WHAT IS EXPECTED: Continue the Mr. Wordwise advice column below from where it stops.
* Begin SOURCE DOCUMENT *
Mr. Wordwise answers your literary questions, both large and small-minded, in his erratically posted column here at Bookninja.

Mr. Wordwise can be reached by email at mrww@bookninja.com.

Mr. Wordwise mostly does not do house calls.

DEAR MR. WORDWISE:

I like to go to literary readings for the free food and drinks, but I don’t actually like the readings part. All those readers sound like they’re channelling sine waves. My question is this: is it acceptable for me to go to readings but miss the actual reading part? —TOASTED IN TORONTO

DEAR TOASTED:

I’d suggest not being late at all, since the poets will have wiped clean every glass of wine and cold cut before the reading commences. You should go early, at least 15 minutes before the invitation time and shovel down the edibles. Then you borrow a copy of the author’s book from someone who was actually stupid enough to buy it, wait until the author is surrounded by his friends or family and establish eye contact with him and gesture as though to say, “You’re way too popular! I can’t even get a minute alone with you so you can sign the copy of your book for which I paid $36.49!” By making eye contact, the launched author tacitly agrees to attend your stupid book launch. At this point, you disappear.

Your predicament reminds me of the launch of my fourth novel, The Reindeer Huddler, at Uncle Wordwise’s Seafood Buffet and Banquet Hall. A platter of bad oyster shooters early in the evening resulted in a large outbreak of doubled-ended evacuation midway through my 35-minute reading from the passage of my novel during which the protagonist Torvald, the tubercular cellist, dreams of becoming an antlered being as three naked Inuit women swaddle him in Hudson Bay Company blankets. At some point it became a psychological phenomenon: the sea of syrupy crap and vomit within proximity of caviar and my hallucinogenic combination of English and demotic Norwegian incited puking from even those whose who had only been picking on Grandma Wordwise’s Beet Salad.

Sadly, the sales to and critical reception of The Reindeer Huddler mirrored my poorly planned event. In this country, I fear that every fourth reader that dies is being replaced by a salsa-dancing enthusiast.

DEAR MR. WORDWISE:

I've just had my first novel accepted for publication. I'd like your advice on how to prepare myself for aggressive fans, especially those who want to sleep with me or maybe take me out for dinner and then sleep with me (which I’ve heard some fans prefer to just straight sex).”—VIRILE IN VANCOUVER

DEAR VIRILE:

Finally, a question worth my trouble answering.
* End SOURCE DOCUMENT *
* Begin DATA LISTING *
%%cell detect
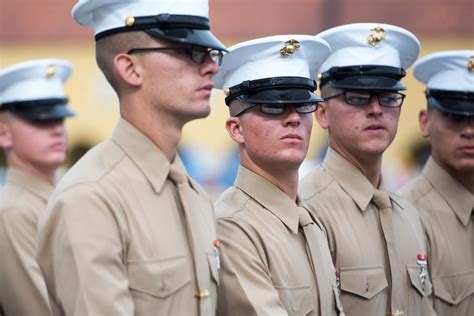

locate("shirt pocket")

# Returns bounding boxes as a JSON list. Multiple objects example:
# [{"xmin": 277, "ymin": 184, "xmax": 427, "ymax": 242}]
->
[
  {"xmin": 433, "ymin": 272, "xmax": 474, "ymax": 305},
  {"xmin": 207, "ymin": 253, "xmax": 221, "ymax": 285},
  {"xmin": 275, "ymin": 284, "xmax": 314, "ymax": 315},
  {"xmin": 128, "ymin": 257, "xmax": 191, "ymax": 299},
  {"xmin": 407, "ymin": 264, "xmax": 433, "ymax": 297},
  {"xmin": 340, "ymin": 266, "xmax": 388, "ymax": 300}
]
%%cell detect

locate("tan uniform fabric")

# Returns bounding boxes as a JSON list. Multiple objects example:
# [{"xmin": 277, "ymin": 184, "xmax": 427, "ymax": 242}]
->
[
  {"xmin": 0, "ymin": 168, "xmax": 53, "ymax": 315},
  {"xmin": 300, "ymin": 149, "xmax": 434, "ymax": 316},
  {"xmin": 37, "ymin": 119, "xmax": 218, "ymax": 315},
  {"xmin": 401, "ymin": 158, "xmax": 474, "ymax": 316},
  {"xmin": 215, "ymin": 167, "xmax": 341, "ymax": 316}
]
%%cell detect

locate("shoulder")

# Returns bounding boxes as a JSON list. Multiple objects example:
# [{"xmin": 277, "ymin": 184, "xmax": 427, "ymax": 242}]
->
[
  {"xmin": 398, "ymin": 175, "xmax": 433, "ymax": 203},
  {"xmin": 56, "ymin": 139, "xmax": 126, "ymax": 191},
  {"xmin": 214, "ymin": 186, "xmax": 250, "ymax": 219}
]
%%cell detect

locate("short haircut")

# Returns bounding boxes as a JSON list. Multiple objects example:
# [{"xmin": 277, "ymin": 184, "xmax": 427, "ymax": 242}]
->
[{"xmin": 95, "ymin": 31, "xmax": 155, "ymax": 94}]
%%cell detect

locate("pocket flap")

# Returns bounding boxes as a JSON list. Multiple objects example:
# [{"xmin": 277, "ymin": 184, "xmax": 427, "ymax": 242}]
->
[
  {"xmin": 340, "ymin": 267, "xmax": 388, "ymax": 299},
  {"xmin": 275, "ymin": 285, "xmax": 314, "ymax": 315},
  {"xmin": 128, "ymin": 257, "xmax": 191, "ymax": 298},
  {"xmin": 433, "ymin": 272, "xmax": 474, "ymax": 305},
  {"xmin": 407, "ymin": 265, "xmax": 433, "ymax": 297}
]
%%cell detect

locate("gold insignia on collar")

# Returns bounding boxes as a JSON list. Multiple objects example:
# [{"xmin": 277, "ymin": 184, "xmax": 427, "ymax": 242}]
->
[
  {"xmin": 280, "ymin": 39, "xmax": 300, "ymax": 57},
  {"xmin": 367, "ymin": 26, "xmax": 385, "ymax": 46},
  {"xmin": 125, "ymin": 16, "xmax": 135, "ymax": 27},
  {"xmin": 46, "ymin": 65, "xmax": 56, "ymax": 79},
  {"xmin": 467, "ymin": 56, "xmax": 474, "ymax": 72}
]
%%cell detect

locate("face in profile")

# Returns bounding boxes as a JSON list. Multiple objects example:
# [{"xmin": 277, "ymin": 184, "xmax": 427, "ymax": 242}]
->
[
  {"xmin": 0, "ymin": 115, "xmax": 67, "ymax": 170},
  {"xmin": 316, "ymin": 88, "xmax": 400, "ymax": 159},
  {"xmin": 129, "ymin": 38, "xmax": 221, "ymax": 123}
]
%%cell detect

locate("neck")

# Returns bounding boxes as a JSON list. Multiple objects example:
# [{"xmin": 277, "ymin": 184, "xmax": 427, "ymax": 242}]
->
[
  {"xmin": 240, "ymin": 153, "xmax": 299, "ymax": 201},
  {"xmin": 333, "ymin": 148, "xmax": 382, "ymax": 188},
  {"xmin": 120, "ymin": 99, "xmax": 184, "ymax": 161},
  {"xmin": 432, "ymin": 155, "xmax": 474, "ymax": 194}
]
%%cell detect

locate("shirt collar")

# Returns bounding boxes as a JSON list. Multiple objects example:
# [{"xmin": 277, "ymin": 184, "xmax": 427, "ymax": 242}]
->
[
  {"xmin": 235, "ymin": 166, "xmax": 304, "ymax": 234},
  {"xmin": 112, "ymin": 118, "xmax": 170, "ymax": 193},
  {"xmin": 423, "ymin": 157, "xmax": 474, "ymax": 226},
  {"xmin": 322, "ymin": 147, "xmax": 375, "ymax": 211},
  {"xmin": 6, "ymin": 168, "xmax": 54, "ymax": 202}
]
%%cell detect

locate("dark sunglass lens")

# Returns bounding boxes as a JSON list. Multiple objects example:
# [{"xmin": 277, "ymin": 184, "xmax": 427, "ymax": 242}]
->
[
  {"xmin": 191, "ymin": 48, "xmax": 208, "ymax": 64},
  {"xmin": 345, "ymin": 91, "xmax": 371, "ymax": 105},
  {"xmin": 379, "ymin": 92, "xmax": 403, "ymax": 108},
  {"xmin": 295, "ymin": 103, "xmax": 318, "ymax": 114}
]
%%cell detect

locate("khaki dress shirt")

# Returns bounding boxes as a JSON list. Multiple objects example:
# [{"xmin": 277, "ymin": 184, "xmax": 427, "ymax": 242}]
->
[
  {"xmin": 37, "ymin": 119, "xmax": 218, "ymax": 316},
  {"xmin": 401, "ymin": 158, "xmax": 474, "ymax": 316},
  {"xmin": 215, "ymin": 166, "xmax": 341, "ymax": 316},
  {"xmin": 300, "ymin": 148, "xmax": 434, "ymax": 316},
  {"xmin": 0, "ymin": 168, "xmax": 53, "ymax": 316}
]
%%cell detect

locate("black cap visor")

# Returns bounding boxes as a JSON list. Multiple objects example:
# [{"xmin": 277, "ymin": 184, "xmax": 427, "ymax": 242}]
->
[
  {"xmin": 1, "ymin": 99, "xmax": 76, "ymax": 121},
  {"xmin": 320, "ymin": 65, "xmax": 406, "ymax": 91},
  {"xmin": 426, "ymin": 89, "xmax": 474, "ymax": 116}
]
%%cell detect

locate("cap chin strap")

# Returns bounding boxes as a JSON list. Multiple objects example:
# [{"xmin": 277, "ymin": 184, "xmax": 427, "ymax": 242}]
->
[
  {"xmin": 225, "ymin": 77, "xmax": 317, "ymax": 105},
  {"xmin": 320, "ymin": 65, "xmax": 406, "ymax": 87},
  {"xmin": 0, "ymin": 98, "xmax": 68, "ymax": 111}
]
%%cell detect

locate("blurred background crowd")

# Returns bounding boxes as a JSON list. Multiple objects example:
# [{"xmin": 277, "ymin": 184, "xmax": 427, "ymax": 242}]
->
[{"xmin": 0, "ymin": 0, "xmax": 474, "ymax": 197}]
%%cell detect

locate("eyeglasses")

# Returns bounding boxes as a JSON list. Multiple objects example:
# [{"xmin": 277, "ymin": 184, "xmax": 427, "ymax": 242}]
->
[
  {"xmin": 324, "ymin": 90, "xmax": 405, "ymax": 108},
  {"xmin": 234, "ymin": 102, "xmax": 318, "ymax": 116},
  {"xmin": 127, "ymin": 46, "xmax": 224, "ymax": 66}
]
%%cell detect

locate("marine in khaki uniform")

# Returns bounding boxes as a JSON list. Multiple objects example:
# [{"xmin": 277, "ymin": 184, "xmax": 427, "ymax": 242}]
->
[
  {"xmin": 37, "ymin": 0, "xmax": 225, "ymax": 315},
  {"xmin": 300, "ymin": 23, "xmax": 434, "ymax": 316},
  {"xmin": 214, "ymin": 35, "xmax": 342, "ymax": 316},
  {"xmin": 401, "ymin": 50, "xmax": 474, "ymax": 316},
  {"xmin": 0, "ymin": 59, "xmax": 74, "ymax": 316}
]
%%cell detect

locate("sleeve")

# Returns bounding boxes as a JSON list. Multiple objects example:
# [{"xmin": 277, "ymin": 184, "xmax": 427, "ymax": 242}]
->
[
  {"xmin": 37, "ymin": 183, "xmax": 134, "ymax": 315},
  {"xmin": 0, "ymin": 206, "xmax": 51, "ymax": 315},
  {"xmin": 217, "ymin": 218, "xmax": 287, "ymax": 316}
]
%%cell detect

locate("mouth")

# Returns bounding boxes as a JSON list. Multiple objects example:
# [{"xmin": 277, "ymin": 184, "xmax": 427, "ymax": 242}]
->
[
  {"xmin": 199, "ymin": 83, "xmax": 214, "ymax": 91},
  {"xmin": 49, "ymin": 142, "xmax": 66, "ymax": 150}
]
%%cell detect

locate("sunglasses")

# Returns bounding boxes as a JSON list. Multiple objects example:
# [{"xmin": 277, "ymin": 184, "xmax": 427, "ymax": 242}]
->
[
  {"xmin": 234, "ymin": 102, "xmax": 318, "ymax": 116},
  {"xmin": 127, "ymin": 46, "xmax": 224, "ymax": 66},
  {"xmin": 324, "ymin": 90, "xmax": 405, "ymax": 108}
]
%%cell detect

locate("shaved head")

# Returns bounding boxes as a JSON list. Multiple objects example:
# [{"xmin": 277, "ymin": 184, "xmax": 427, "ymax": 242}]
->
* End DATA LISTING *
THE OUTPUT:
I am sorry to be the first one to tell you this, but too much of literary culture pinwheels around the “personality” behind the book. You know, the halogen beam-gaze, quarter-smiling young progeny of a coupling between a boat-person turned model and an octogenarian newspaper baron. The lifestyles columnist whose roman-a-clef threatens to overturn the despicable, exfoliated underbelly of the day spa business. The eccentric male novelist who sleeps in a treehouse and who writes his 800-page novels, longhand, on discarded holiday giftwrap.

When promoting my work, I’ve often been taken out for dinner—have you tried Indonesian food; holy shit—only to feel compelled to announce, sometime before the bill arrives: “I’m sorry, but I don’t sleep with women within ten years of my age.” Or: “I thought you were taking me out to dinner just to lavish praise on my work and the contours of my thighs—no strings attached. I’m flattered, but I don’t sleep with men.” Loud, angry denials and accusations often ensue, so I suggest you leave the restaurant first and wear footwear you feel comfortable running in.

One way to avoid this type of embarrassing misunderstanding is to change your jacket bio to resemble a Casual Encounters personal ad. You may use my Writers’ Union bio as your template: “Dashell Wordwise is the author of eleven books, including the novel The Reindeer Huddler and the memoir Nightsweat in Muskoka. Born near a berry patch outside of Antigonish and shortlisted for numerous prizes, Wordwise is looking for midnight encounters with discreet, elegant, feminine, non-smoking women: curvy, but in the right places.”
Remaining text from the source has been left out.